## Exercise brief
List every line of the data below that contains the string "gray", copying each line in full.

## Provided data

--- Start ---

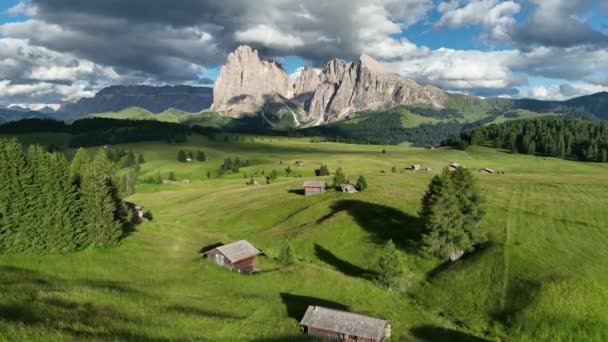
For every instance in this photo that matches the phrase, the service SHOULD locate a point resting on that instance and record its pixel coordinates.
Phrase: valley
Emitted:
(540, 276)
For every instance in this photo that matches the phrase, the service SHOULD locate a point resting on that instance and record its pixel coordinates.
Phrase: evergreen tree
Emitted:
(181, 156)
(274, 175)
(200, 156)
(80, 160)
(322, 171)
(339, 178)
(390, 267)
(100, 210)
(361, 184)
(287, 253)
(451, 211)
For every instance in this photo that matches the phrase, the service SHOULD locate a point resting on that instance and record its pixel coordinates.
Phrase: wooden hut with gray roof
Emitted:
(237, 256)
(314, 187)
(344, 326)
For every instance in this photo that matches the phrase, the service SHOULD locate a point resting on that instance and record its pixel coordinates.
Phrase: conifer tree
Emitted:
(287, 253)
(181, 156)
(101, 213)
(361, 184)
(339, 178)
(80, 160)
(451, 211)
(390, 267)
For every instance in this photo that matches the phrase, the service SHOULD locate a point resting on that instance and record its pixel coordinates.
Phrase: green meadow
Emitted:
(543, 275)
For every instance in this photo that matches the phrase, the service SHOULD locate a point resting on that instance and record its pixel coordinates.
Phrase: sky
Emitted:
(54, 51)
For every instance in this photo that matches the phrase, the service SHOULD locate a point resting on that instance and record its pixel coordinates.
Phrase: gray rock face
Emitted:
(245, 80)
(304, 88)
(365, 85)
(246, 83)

--- End ---
--- Start ---

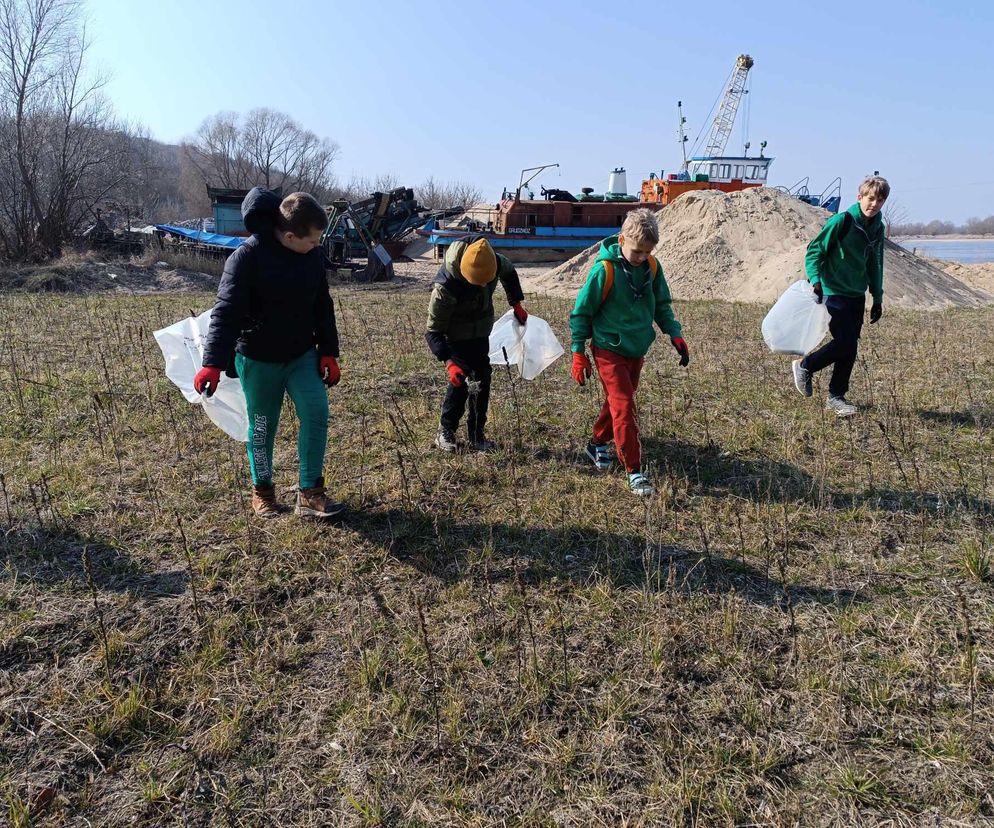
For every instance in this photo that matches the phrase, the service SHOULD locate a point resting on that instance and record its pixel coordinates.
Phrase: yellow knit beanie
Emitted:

--- End ---
--- Start ---

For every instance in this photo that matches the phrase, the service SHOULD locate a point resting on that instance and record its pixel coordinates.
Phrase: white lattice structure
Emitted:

--- End ---

## Response for this exercise
Phrase: wooden hut with gray roof
Phrase: gray rock face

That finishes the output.